***** Document excerpt

This volume is a survey of the machinery and science of the nanometer scale. Its twenty-six contributing authors, drawn from many different disciplines including atomic physics, microelectronics, polymer chemistry, and biophysics, delineate the course of current research and articulate a vision for the development of the nanometer frontiers in electronics, mechanics, chemistry, magnetics, materials, and biology. They reveal a world thirty years hence where motors are smaller than the diameter of a human hair; where single-celled organisms are programmed to fabricate materials with nanometer precision; where single atoms are used for computation; and where quantum chaos is the norm.
Aimed at the level of comprehension of at least a junior-or senior-level undergraduate science (Biology, chemistry, physics, or engineering) student, the book provides a survey of developments within the breadth of the nanotechnology field. The book is thus intended for both students and researchers in microscopy, polymer chemistry, bio-physics, atomic physics, electrical engineering, mechanical engineering, materials science, condensed matter physics, biology, lithography, and chaos.
Mathematical derivations have been minimized, but not eliminated. The book contains many illustrations, including a colour insert.
Contents: 1. Nanotechnology/G. Timp. 2. Nano-electronics for advanced computation and communication/G. Timp, R.E. Howard and P.M. Mankiewich. 3. Nanostructures in motion: micro-instruments for moving nanometer-scale objects/N.C. MacDonald. 4. Limits of conventional lithography/D.M. Tennant. 5. Fabrication of atomically controlled nanostructures and their device application/H. Sakaki. 6. Chemical approaches to semiconductor nanocrystals and nanocrystal materials/Louis Brus. 7. Nanotechnology in carbon materials/M.S. Dresselhaus, G. Dresselhaus and R. Saito. 8. Self-assembly and self-assembled monolayers in micro-and nanofabrication/James L. Wilbur and George M. Whitesides. 9. Biocatalytic synthesis of polymers of precisely defined structures/Timothy J. Deming, Vincent P. Conticello and David A. Tirrell. 10. Atom optics: using light to position atoms/Jabez J. McClelland and Mara Prentiss. 11. From the bottom up: building things with atoms/Don Eigler. 12. Physical properties of nanometer-scale magnets/David D. Awschalom and Stephan von Molnar. 13. Single electron transport through a quantum dot/Leo P. Kouwenhoven and Paul L. McEuen. 14. Chaos in ballistic nanostructures: Part I. Theory/Harold U. Baranger. Part II. Experiment/R.M. Westervelt. 15. Semiconducting and superconducting physics and devices in the InAs/AISb material system/Herbert Kroemer and Evelyn Hu. Index.

**********
***** The data

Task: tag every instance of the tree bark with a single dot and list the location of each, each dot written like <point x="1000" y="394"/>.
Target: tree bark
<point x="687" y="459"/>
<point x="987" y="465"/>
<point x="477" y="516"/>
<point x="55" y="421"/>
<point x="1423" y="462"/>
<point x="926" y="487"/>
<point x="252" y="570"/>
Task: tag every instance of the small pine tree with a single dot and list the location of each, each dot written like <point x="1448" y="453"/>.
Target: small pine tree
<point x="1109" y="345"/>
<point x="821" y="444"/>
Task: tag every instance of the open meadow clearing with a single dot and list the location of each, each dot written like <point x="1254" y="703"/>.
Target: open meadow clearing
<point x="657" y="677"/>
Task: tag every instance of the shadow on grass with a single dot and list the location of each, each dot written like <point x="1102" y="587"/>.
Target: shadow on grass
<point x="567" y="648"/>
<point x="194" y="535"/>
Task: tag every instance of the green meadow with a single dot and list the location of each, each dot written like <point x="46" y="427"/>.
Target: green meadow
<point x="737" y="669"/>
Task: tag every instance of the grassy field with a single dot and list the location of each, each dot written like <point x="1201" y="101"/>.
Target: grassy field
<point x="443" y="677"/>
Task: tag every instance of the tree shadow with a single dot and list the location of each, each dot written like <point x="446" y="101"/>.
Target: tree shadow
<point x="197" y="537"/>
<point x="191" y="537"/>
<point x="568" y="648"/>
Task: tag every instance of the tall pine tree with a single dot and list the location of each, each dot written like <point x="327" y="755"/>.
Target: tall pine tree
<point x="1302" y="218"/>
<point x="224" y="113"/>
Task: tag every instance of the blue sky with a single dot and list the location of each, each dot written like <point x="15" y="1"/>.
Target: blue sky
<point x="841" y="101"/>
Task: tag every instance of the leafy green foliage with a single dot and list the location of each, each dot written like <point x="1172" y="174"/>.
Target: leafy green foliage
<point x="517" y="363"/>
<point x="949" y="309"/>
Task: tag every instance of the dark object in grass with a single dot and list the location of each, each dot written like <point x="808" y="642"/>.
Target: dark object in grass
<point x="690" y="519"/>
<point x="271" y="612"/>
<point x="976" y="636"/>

**********

■ Work order 1 ■
Using the nanotechnology book description, answer each question:
(a) How many contributing authors does the book have?
(b) Which kind of undergraduate student sets the minimum level of comprehension the book targets?
(c) Who wrote the chapter titled "Limits of conventional lithography"?
■ Work order 2 ■
In the nanotechnology book description, reproduce the passage from "Aimed at the" up to and including "lithography, and chaos.", substituting "educators" for "researchers".

■ Exercise solution 1 ■
(a) Twenty-six.
(b) A junior- or senior-level undergraduate science student.
(c) D.M. Tennant.

■ Exercise solution 2 ■
Aimed at the level of comprehension of at least a junior-or senior-level undergraduate science (Biology, chemistry, physics, or engineering) student, the book provides a survey of developments within the breadth of the nanotechnology field. The book is thus intended for both students and educators in microscopy, polymer chemistry, bio-physics, atomic physics, electrical engineering, mechanical engineering, materials science, condensed matter physics, biology, lithography, and chaos.